Set task →
Show every line of the listing below that contains the word "tree".

Entries from a dataset
┌──
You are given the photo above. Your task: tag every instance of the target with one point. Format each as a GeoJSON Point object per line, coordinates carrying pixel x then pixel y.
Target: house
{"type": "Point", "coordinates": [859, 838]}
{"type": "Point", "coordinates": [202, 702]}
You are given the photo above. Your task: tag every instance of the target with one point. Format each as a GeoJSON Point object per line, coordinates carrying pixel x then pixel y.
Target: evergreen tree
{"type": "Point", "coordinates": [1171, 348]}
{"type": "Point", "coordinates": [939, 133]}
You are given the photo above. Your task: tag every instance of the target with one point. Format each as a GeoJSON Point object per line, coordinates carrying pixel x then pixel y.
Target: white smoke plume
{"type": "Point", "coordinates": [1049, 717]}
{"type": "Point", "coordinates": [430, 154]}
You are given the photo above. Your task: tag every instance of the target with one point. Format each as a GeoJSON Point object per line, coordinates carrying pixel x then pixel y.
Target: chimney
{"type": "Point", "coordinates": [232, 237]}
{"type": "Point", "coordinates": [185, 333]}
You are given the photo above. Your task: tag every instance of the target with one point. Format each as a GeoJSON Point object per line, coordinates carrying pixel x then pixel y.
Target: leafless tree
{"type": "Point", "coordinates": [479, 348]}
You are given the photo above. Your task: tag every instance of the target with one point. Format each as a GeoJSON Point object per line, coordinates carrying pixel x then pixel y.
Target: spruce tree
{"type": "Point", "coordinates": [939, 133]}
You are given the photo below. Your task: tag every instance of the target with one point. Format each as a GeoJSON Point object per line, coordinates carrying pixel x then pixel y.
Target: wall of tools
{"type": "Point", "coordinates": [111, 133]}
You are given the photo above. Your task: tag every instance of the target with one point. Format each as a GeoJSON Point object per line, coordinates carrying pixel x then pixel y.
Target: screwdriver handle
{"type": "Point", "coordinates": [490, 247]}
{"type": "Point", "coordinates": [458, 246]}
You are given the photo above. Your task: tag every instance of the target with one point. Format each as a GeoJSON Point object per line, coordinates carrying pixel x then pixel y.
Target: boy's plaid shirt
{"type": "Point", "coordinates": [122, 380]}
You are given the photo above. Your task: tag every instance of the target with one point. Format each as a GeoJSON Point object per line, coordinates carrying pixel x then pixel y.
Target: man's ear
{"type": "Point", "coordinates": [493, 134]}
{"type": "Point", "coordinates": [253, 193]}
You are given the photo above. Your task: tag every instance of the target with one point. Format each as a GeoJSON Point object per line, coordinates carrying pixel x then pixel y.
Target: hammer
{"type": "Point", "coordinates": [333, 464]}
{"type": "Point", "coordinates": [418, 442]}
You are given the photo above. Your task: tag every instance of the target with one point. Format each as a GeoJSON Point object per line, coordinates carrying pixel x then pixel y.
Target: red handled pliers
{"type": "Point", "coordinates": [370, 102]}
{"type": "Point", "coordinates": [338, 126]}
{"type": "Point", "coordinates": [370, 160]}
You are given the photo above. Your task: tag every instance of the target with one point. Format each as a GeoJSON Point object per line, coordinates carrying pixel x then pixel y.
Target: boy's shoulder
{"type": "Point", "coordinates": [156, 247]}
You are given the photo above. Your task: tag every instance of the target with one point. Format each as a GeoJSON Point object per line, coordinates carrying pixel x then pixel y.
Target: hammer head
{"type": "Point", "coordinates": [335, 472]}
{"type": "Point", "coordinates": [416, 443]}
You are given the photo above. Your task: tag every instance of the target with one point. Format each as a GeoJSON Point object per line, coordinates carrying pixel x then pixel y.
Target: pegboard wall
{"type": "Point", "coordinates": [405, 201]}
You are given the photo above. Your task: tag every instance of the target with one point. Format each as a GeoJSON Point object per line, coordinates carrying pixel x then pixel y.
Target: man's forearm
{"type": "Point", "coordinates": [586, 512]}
└──
Correct output →
Target: evergreen tree
Target: leafless tree
Target: spruce tree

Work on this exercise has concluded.